» DATA FOR PROCESSING
+-------+
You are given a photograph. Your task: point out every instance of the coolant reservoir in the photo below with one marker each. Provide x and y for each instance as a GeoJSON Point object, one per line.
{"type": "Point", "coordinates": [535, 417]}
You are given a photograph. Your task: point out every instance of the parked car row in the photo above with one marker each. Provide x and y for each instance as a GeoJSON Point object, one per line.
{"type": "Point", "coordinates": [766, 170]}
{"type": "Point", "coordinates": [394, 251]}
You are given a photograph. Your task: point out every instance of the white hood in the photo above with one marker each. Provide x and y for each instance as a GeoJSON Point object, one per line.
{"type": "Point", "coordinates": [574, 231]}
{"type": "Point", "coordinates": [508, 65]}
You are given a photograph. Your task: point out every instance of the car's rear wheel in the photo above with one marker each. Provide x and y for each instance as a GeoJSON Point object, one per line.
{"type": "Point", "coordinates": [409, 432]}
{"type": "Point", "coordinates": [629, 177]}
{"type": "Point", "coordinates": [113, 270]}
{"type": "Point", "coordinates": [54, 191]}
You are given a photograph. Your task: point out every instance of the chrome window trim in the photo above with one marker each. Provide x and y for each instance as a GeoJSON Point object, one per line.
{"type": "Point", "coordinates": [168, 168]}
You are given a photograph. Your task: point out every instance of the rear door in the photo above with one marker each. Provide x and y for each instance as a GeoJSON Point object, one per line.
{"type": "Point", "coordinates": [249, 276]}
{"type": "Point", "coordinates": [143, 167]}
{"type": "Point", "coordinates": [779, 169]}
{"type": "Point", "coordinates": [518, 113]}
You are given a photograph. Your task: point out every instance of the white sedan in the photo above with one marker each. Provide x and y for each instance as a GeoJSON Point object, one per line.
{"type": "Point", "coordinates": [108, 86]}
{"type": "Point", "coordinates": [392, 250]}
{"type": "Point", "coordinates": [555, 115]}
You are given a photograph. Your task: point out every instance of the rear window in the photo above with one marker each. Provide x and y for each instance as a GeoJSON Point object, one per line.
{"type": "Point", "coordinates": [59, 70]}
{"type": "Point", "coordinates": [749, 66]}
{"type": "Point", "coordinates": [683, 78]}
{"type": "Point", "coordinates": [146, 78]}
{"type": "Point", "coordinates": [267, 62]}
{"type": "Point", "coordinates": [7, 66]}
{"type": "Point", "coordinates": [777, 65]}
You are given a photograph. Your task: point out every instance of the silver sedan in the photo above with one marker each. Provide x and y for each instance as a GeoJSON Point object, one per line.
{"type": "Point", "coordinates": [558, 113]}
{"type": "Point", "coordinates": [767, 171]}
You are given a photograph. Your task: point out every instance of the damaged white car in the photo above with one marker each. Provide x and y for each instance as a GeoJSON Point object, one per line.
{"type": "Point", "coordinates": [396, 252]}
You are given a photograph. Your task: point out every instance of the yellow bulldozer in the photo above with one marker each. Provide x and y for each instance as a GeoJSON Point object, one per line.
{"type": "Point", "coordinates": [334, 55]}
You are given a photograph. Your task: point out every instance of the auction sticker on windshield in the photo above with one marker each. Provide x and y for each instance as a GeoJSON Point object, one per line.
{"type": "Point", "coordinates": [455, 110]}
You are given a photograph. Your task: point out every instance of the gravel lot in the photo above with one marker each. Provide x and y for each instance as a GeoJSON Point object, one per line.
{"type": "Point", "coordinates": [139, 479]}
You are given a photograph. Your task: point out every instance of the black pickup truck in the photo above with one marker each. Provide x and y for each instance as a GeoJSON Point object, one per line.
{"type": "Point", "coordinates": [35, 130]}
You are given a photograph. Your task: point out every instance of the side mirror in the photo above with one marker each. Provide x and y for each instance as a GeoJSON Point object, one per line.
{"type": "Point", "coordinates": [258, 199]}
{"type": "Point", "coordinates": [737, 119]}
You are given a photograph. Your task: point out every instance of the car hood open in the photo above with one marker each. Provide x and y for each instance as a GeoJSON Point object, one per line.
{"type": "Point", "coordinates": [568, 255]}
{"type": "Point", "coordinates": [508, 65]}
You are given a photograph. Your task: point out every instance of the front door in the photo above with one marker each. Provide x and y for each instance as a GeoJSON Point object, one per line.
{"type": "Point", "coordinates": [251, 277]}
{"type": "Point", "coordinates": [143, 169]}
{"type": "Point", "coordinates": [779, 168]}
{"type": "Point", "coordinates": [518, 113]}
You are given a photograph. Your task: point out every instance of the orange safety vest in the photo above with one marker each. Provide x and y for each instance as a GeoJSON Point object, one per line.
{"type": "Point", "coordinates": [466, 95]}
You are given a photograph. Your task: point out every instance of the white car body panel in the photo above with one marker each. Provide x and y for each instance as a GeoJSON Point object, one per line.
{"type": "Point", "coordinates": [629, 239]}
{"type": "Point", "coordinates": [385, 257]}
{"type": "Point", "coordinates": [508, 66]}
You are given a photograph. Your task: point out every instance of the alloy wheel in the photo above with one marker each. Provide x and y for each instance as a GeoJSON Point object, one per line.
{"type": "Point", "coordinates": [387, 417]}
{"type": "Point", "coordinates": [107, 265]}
+-------+
» SHORT PROBLEM
Repeat the entries exactly, all of them.

» RESULT FOR THIS TASK
You are given a photograph. Your task: point out every instance of the coolant reservoir in the photo below with one marker each. Provide x and y for each instance as a GeoJSON Point object, one per line.
{"type": "Point", "coordinates": [535, 417]}
You are given a photograph. Your task: point out every instance of the parked car row in the photo above with one marker each. Provide x and y for each instance as a GeoJSON Point object, one per line.
{"type": "Point", "coordinates": [766, 170]}
{"type": "Point", "coordinates": [394, 251]}
You are given a photograph. Your task: point out every instance of the white hood in the photo above with one marker each. Provide x and y for each instance as a GeoJSON Point object, one per line.
{"type": "Point", "coordinates": [574, 231]}
{"type": "Point", "coordinates": [508, 65]}
You are given a photograph. Your task: point out every instance of the car's rear wheel in the photo above with one marker each. Provide x and y for each instance as a GeoJSON Point object, one per line.
{"type": "Point", "coordinates": [409, 432]}
{"type": "Point", "coordinates": [629, 177]}
{"type": "Point", "coordinates": [113, 270]}
{"type": "Point", "coordinates": [54, 191]}
You are given a photograph. Your task: point out every instance of the chrome window trim in the photo above with one marker each. Provide x and y for each instance as a GeoJSON Point object, one per line.
{"type": "Point", "coordinates": [168, 168]}
You are given a photograph. Your task: point out every instance of the rear door in the photo above with one marker each. Provide x and y for each instance as a GeoJSON Point object, one per line.
{"type": "Point", "coordinates": [249, 276]}
{"type": "Point", "coordinates": [143, 167]}
{"type": "Point", "coordinates": [779, 169]}
{"type": "Point", "coordinates": [518, 113]}
You are given a photograph. Your task: point out every instance of the white sedan in the photo above with one marker each. Provide x and y for each instance as a GeoJSON Point object, one per line.
{"type": "Point", "coordinates": [108, 86]}
{"type": "Point", "coordinates": [392, 250]}
{"type": "Point", "coordinates": [555, 115]}
You are given a photograph. Your task: point out every instance of the rear window in the photo above with one marker each. Provide x and y for each instance as a GeoJSON Point object, one per line.
{"type": "Point", "coordinates": [59, 70]}
{"type": "Point", "coordinates": [749, 66]}
{"type": "Point", "coordinates": [683, 78]}
{"type": "Point", "coordinates": [146, 78]}
{"type": "Point", "coordinates": [267, 62]}
{"type": "Point", "coordinates": [7, 66]}
{"type": "Point", "coordinates": [777, 65]}
You are given a photograph. Your task: point out every instance of the silver sedan in the photo above with one marker each. Provide x and y for each instance as a GeoJSON Point object, one per line.
{"type": "Point", "coordinates": [558, 113]}
{"type": "Point", "coordinates": [767, 171]}
You are given a photograph. Your task: point out every instance of the damaged white car in the photo above with one marker each. Provide x and y for each instance as a GeoJSON Point object, one per line.
{"type": "Point", "coordinates": [396, 252]}
You are given a photograph. Your task: point out every instance of the yellow bulldozer in the photo above with one marker each. Provide x and y for each instance as a GeoJSON Point object, one per line.
{"type": "Point", "coordinates": [334, 55]}
You are given a photograph. Your task: point out every instance of the auction sticker on windshield in the photo above with one marker each. Provide x and y for each instance as a GeoJSON Point object, one per line.
{"type": "Point", "coordinates": [455, 110]}
You are given a photograph. Your task: point out every instance of the gravel lot in the photo above with one marker each. Provide x and y for each instance as a GeoJSON Point object, one per line.
{"type": "Point", "coordinates": [139, 479]}
You are given a photograph. Your task: point out every instance of the black pickup truck in the photo above with one marker each. Provide x and y for each instance as a GeoJSON Point object, one per line.
{"type": "Point", "coordinates": [35, 130]}
You are given a photograph. Your task: point out every instance of the side mirror in the photo above with one marker each. Provide x and y for each instance as a GeoJSON Point object, one per line.
{"type": "Point", "coordinates": [258, 199]}
{"type": "Point", "coordinates": [737, 119]}
You are given a photograph. Your task: point out every instance of the car hood open in the photo above with one marker each. Provide x and y for each instance as a GeoJSON Point object, one per line.
{"type": "Point", "coordinates": [568, 255]}
{"type": "Point", "coordinates": [508, 65]}
You are given a photograph. Your task: point out every instance of the front door in the photo above with one marker each. Provide x and y for each instance as a GeoJSON Point object, one per line.
{"type": "Point", "coordinates": [251, 277]}
{"type": "Point", "coordinates": [143, 169]}
{"type": "Point", "coordinates": [779, 168]}
{"type": "Point", "coordinates": [518, 113]}
You are given a photograph. Your task: point out every instance of the orange safety vest in the photo above with one marker each. Provide x and y for each instance as a GeoJSON Point object, one per line.
{"type": "Point", "coordinates": [466, 95]}
You are given a photograph. Your task: point out every instance of the white car body panel in the photo above with one marker each. Provide x and y for each instance as a GeoJSON Point object, one per line.
{"type": "Point", "coordinates": [629, 239]}
{"type": "Point", "coordinates": [385, 257]}
{"type": "Point", "coordinates": [508, 66]}
You are given a photograph. Your task: point out every instance of the alloy wheel in the photo above with one marker each. Provide x and y for each instance as a GeoJSON Point object, one per line.
{"type": "Point", "coordinates": [387, 417]}
{"type": "Point", "coordinates": [107, 265]}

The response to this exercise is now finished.